== WHAT IS REQUIRED ==
Rewrite the passage from "Granny Frankie passed" to "not all foolish.", changing "herbs" to "plants".

** Opening PASSAGE block **

From his mother Kitteneye learned to tell time "by the sun." The length and the direction of the shadow cast by a tree or a large rock would determine the hour of the day. You had to take into account the time of the year, if it was spring, winter, or summer. And Frankie knew the stars in the sky by name, not the names you are familiar with, but the names she had been taught: the Seven Sisters, the Dog stars, and the Twin Brothers.

Because they had no calendars, it was hard for them to keep any kind of record. One thing I love to remember was the way they knew it took the same length of time for their fingernails to grow full length as the pregnancy period of a hog. When their sows got with pig, they would cut with a knife a very small nick or hole just where the nail began. When this small scar grew to the end--about three months, three weeks, and three days--they knew that the baby pigs were due to arrive.

Some folks did not know the months. I know one woman who could not tell you the month in which her children were born, but could always tell you if it was fodder-pulling time, grubbing time, or cold weather.

The way the smoke rose from the chimney meant rain or fair weather. This was not altogether a foolish saying. The heaviness of the air brought on by the moisture in the air caused the smoke to rise straight up or float out. Frankie did not understand the scientific reason for this but she had learned by watching and remembering.

Granny Frankie passed on to Kitteneye a vast store of knowledge of herbs: which ones were good for what ailment or sickness, whether for animal or person, and how to prepare them. Some would be used as a "pollus" and some boiled for tea. Oh how I wished I had paid more attention and learned from him what he learned from her. It was not all foolish.

** Closing PASSAGE block **
** Opening INFORMATION GIVEN block **

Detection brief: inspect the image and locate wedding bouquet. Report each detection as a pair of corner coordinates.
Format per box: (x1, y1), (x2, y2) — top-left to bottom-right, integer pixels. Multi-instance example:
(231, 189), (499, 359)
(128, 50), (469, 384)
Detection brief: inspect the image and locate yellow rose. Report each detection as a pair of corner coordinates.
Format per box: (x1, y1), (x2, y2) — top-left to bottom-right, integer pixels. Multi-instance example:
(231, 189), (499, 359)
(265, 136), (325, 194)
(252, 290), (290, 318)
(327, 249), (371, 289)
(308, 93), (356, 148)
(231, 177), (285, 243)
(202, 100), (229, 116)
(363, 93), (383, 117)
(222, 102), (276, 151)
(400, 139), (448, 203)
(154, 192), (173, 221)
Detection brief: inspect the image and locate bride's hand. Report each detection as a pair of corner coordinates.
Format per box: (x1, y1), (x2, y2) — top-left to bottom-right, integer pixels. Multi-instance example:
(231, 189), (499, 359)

** Closing INFORMATION GIVEN block **

== RESPONSE TO THIS EXERCISE ==
Granny Frankie passed on to Kitteneye a vast store of knowledge of plants: which ones were good for what ailment or sickness, whether for animal or person, and how to prepare them. Some would be used as a "pollus" and some boiled for tea. Oh how I wished I had paid more attention and learned from him what he learned from her. It was not all foolish.